GIVEN REQUEST:
Can you pull out, word for word, every line from the one containing "Tag one point on each instance of the green" through the end of the entries below?

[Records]
+-------+

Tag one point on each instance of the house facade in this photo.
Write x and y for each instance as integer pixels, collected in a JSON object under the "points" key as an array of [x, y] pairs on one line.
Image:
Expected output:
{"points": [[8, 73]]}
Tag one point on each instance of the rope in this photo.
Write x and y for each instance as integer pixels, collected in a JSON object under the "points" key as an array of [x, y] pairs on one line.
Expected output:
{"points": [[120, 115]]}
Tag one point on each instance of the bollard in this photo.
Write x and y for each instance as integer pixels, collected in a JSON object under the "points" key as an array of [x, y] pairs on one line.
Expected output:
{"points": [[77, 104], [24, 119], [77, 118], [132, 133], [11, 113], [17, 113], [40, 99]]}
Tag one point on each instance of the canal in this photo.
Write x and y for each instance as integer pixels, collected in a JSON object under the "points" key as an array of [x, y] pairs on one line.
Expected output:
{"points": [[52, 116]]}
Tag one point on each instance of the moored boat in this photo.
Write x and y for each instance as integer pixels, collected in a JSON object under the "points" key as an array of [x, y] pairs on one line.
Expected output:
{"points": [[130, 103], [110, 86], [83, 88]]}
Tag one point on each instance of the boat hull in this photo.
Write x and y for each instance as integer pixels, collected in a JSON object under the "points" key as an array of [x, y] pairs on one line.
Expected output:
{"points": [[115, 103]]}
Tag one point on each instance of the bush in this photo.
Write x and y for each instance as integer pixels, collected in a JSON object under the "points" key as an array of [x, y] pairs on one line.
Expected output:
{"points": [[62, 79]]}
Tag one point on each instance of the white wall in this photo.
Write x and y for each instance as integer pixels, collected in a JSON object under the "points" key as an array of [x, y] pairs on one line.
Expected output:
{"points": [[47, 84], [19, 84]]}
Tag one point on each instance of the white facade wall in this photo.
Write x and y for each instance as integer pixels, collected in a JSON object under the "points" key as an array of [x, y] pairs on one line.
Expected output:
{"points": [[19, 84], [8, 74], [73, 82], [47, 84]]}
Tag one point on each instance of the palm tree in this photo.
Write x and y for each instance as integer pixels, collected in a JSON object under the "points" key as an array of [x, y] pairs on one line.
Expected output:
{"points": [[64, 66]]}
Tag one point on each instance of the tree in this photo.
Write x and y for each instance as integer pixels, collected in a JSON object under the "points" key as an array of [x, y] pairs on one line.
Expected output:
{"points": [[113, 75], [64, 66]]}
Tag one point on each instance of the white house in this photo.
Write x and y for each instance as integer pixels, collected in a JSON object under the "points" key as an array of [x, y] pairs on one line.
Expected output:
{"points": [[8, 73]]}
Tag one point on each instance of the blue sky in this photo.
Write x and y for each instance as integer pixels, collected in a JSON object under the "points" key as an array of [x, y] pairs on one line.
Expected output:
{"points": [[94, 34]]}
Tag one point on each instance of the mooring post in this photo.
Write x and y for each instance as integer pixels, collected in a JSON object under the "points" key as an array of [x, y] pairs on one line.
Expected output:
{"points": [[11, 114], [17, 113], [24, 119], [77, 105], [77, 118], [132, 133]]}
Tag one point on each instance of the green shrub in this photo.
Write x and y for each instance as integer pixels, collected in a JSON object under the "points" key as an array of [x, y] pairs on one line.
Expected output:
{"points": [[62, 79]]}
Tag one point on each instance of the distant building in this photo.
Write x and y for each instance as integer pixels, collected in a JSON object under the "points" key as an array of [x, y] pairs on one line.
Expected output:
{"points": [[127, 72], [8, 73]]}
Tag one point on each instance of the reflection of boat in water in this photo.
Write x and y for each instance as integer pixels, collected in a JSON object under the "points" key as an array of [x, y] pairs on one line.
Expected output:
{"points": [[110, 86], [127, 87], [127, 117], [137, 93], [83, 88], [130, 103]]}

+-------+

EXERCISE ANSWER:
Tag one point on each instance of the green shrub in this photo.
Write x and y for each instance as integer pixels, collected in a JSON object under the "points" key as an array of [x, y] pairs on one line.
Expected output:
{"points": [[62, 79]]}
Tag one point on each instance of the distant building in this photo.
Write x and y for each instance as integer pixels, collected in a JSON object under the "points" key as an array of [x, y] pairs on one line.
Expected output:
{"points": [[127, 72], [8, 73]]}
Tag one point on each instance of the reflection of boat in water in this photo.
Write x and y for each instance as integer pixels, collected in a JSON object under the "points" key as an array of [x, y] pairs on one line.
Expected output:
{"points": [[110, 86], [127, 87], [127, 117], [137, 93], [83, 88], [130, 103]]}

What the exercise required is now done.